» Stated exercise
From the line containing "Can you locate the clear" through the last line of the entries, output the text exactly. Pictures stay out.

» Image point annotation entries
Start

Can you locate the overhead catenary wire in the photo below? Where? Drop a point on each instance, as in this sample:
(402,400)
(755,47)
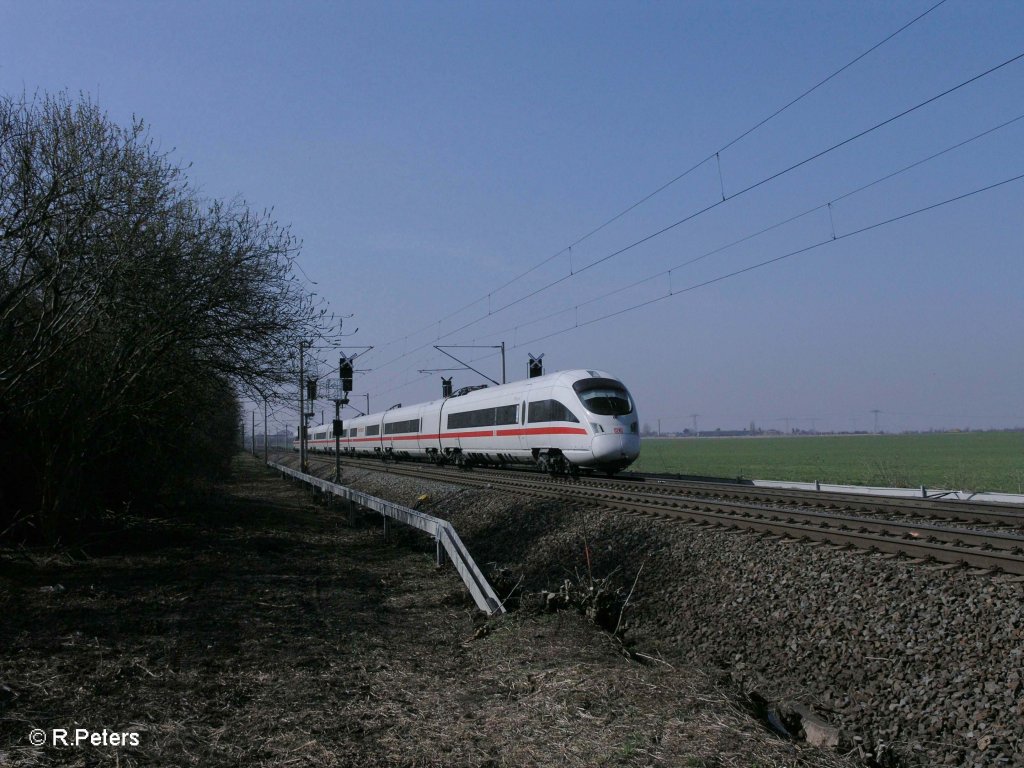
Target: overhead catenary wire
(689,217)
(745,239)
(766,262)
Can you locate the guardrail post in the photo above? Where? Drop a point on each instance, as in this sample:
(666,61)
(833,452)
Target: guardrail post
(440,550)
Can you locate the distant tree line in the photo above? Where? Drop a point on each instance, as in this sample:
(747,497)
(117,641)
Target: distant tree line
(132,312)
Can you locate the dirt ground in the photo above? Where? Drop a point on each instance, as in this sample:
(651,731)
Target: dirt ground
(250,627)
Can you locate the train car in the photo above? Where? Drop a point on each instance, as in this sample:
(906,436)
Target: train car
(561,422)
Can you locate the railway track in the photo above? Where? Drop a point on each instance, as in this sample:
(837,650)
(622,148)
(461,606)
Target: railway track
(981,536)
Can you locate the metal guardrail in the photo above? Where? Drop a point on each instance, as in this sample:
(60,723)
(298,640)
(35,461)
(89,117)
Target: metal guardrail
(443,532)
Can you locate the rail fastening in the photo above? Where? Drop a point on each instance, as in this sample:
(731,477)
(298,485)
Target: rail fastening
(443,532)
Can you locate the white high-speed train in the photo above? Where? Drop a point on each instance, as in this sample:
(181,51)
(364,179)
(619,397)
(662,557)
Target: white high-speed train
(560,422)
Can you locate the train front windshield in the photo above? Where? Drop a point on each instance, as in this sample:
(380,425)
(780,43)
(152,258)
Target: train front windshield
(604,396)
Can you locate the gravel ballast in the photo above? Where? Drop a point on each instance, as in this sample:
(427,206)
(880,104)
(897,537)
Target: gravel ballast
(915,664)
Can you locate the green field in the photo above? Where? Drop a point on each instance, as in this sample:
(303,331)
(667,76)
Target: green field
(971,461)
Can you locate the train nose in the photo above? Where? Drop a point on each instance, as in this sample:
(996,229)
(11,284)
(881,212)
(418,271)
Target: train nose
(614,448)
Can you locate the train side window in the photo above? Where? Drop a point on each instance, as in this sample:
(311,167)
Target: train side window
(542,411)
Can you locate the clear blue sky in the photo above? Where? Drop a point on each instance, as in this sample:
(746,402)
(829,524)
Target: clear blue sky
(428,153)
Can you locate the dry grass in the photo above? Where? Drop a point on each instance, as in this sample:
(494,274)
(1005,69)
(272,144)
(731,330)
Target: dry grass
(253,628)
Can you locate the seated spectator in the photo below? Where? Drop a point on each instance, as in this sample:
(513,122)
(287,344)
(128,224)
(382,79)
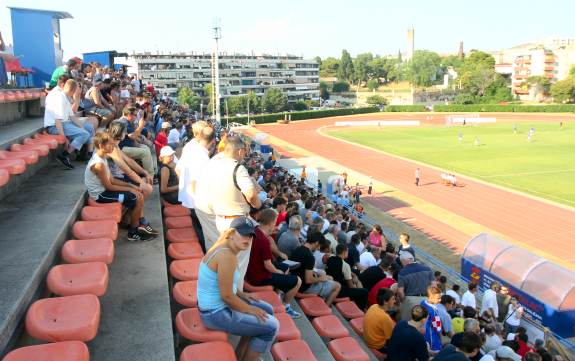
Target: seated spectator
(162,137)
(261,270)
(467,349)
(223,306)
(370,258)
(312,283)
(289,240)
(169,183)
(106,189)
(407,342)
(377,324)
(433,325)
(386,282)
(340,271)
(131,145)
(174,136)
(59,119)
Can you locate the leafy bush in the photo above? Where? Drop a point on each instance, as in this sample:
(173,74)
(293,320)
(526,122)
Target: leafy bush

End

» Response to the exercise
Can you locate the clear blue sky in the photo above? Where? Drop a point on each instance, as in this sample:
(746,402)
(829,524)
Target: clear blue sky
(428,153)
Can you locate the dry grass in the photo above? Where? Drop a point on each instance, as in this sample:
(494,274)
(1005,69)
(272,144)
(731,330)
Target: dry grass
(253,628)
Can you locate the seated spectator in the photo below? Where? Drop a point on each instance, as in this sample:
(513,122)
(287,344)
(128,224)
(382,79)
Target: seated spectator
(162,137)
(261,270)
(467,349)
(223,306)
(370,258)
(312,283)
(289,240)
(169,183)
(106,189)
(407,342)
(377,324)
(433,325)
(386,282)
(340,271)
(131,145)
(174,136)
(59,119)
Can you locate the leafy bush in the photo above? Where? Drop a point on each instance, as in this sample:
(173,74)
(293,320)
(526,122)
Target: leafy bush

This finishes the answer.